● Given text:

Wolfe Eye Clinic is offering a new, groundbreaking treatment that will affect Iowans who suffer from or are at risk of developing an eye disease that can cause blindness.
On Feb. 17, the U.S. Food and Drug Administration approved the use of Syfovre to treat an advanced form of age-related macular degeneration, Geographic Atrophy (GA).
GA affects more than 1 million people in the U.S. and is a leading cause of blindness in adults over 60. The FDA’s approval is a groundbreaking milestone that will provide – for the first time ever – a treatment for those with GA.
“For more than 100 years, Wolfe Eye Clinic has been Iowa’s leader in the treatment of and research into a wide variety of eye diseases,” said Tom Hurney, chief executive officer of Wolfe Eye Clinic, in a news release. “We will continue to strive every day to meet the needs of our patients, and we are thrilled to be able to offer this new treatment for GA.”

● Tasks and exercises:
1. List every number written in numerals in the article about the Syfovre treatment, and say what each one refers to.
2. Write what comes next in the article about the Syfovre treatment, beginning after its last sentence.
You won't need the items after the article about the Syfovre treatment.

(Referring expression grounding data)
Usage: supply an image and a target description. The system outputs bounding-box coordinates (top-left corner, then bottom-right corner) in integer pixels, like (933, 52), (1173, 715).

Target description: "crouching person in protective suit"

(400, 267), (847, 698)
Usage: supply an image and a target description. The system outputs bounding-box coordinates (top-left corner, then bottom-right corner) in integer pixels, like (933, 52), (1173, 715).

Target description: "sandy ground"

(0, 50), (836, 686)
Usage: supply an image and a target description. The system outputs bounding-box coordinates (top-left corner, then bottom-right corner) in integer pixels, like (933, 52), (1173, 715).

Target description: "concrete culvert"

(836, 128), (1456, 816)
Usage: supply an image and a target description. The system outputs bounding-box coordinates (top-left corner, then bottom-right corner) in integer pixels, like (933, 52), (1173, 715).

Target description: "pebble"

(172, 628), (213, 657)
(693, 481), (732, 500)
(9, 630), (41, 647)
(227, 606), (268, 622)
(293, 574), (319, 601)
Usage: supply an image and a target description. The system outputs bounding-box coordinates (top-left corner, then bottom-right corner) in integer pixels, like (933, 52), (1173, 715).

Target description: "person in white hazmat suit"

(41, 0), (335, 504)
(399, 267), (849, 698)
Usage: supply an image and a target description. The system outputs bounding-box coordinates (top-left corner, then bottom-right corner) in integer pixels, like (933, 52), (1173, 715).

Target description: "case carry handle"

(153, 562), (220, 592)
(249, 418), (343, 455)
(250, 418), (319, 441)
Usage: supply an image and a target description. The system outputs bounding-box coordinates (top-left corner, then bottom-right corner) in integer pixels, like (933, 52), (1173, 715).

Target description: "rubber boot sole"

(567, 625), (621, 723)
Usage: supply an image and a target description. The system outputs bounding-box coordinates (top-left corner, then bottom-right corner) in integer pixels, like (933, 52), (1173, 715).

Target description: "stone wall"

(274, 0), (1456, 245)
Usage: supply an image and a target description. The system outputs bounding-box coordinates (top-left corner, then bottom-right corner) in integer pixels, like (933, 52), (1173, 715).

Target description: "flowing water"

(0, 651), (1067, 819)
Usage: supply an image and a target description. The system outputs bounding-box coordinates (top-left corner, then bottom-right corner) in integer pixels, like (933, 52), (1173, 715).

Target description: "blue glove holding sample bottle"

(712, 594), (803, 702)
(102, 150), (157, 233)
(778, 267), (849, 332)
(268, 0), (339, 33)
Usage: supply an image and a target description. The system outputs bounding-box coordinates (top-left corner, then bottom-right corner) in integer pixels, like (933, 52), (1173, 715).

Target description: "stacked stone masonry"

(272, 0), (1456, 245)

● Expected responses:
1.
- 17: the date, Feb. 17, when the U.S. Food and Drug Administration approved Syfovre.
- 1 million: more than 1 million people in the U.S. are affected by GA.
- 60: GA is a leading cause of blindness in adults over 60.
- 100: Wolfe Eye Clinic has been Iowa's leader in eye disease treatment and research for more than 100 years.

2.
“For years, finding treatments for Geographic Atrophy has been a daunting challenge,” Dr. Jared Nielsen, a Wolfe Eye Clinic retina specialist who participates in clinical trials to provide better care to patients who suffer from sight-threatening retinal diseases, said in a news release. “This great news will positively impact the treatment of our patients with Dry Advanced Macular Degeneration, but the work does not stop here. Our team is dedicated to continuing studies that will help us one day find a cure.”
The Corridor has two main Wolfe Eye Clinic offices, one in Hiawatha at 1195 Boyson Road and in Iowa City at 2225 Mormon Trek Blvd.